====== Supplied data ======
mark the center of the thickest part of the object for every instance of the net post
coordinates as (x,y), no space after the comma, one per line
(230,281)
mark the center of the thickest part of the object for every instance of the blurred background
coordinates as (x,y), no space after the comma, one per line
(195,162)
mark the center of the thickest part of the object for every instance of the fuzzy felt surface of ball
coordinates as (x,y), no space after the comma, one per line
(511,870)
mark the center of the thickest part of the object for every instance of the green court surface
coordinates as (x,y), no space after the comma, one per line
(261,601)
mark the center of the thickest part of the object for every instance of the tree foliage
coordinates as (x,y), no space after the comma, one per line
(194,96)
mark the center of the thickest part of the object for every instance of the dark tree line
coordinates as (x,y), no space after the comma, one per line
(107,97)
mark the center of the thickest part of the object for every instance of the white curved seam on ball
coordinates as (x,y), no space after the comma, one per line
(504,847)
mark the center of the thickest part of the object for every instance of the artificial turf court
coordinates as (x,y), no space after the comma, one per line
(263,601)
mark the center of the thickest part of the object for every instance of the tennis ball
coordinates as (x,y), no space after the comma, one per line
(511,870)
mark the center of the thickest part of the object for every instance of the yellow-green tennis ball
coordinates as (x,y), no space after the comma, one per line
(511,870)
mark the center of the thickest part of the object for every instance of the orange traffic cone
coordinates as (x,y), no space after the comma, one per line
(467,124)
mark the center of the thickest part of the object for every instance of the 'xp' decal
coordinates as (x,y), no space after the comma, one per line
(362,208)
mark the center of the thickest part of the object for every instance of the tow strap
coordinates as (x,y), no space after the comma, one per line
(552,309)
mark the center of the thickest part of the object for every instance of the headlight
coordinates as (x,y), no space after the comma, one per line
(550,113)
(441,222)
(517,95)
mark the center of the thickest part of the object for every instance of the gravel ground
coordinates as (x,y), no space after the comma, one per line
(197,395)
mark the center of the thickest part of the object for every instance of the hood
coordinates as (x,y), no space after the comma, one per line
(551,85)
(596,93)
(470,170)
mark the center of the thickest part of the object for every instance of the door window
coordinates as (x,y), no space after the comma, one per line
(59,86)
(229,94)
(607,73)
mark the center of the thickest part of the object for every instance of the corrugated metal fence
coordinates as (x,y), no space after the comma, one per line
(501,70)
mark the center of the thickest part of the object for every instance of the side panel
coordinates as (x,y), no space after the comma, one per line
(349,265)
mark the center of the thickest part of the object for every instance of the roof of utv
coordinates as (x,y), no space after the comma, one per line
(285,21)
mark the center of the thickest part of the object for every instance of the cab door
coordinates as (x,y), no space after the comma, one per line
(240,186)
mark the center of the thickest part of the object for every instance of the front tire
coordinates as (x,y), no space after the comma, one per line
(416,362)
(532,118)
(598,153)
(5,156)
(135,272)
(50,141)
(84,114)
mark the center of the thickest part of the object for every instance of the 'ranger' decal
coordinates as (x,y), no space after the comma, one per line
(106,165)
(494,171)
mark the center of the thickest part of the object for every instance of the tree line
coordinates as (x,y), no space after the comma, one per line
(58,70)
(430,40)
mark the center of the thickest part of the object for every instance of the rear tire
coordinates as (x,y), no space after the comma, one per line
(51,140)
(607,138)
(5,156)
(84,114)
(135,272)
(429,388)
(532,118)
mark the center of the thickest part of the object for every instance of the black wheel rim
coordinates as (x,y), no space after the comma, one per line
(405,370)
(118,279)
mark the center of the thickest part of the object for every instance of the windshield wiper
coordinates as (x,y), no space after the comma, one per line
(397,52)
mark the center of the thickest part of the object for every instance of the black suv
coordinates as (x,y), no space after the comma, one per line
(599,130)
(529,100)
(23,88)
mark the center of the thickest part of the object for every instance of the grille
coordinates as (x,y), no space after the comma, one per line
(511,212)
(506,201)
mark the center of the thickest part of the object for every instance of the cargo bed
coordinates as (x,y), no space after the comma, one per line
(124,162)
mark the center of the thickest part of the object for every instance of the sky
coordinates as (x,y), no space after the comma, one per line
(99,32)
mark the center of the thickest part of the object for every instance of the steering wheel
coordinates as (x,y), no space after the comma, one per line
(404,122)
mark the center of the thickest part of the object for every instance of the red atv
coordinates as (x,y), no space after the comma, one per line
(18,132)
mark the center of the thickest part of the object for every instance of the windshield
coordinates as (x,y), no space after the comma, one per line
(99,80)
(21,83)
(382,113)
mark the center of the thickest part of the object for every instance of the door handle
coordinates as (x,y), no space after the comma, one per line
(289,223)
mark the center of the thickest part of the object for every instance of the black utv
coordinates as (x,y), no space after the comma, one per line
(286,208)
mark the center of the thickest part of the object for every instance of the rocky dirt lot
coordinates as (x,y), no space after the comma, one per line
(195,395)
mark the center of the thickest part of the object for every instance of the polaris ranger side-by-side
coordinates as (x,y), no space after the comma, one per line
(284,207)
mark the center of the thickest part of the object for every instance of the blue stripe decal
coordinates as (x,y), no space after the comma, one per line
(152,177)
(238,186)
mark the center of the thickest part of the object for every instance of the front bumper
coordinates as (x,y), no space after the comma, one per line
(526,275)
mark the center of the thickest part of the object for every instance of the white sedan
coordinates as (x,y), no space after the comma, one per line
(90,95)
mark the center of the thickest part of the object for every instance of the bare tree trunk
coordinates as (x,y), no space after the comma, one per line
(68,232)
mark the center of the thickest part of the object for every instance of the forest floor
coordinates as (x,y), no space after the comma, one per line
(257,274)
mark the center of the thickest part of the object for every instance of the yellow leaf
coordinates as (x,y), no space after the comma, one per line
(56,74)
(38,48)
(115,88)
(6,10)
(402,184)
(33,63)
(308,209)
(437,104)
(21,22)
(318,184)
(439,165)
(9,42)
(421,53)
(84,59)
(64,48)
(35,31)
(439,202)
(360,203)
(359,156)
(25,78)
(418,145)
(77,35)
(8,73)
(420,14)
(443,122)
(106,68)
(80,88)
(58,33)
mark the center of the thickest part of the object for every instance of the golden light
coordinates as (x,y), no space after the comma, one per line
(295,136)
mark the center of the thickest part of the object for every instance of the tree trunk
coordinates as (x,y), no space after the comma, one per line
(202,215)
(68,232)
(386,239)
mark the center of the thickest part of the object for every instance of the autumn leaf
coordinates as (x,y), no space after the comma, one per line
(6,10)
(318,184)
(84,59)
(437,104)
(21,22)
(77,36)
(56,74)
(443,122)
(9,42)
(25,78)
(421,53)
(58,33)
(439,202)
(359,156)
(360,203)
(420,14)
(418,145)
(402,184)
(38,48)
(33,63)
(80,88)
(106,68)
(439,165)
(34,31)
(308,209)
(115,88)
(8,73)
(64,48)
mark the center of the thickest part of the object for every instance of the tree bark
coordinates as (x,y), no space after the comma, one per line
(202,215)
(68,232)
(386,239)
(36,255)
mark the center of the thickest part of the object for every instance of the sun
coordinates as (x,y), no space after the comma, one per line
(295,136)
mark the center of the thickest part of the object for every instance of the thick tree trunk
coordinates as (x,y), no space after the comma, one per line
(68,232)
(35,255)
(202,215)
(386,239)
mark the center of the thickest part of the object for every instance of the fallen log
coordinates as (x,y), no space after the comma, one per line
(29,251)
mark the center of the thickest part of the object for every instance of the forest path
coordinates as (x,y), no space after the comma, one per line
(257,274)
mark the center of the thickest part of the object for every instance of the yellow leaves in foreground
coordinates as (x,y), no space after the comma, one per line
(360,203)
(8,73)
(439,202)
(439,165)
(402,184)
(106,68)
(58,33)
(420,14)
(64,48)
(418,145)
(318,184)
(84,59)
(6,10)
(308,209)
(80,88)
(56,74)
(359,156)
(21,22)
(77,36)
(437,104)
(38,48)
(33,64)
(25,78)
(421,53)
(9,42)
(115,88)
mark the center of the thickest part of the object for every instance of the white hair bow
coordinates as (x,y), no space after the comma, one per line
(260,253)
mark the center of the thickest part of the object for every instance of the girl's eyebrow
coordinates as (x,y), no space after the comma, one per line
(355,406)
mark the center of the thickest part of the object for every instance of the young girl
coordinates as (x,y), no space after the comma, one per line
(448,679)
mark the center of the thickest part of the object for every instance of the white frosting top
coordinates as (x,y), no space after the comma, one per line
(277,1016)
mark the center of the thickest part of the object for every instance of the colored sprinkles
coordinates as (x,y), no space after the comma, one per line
======
» **Stated task**
Beginning at the line that holds "the girl's eyebrow", reproduce each line of the records above down to and including the last one.

» **Task output**
mark the center of the thickest part of the object for every instance of the girl's eyebrow
coordinates as (x,y), no space after the comma, one per line
(355,406)
mark the center of the thickest part of the object for every instance of the young girl
coordinates as (x,y), no space after the comma, one per line
(448,679)
mark the center of the thickest part of the object for every instance of the white frosting top
coordinates as (x,y), no space after the comma, one per line
(277,1016)
mark the center of the thickest part of the object for every instance of the colored sprinkles
coordinates as (x,y), no space after the comma, one per line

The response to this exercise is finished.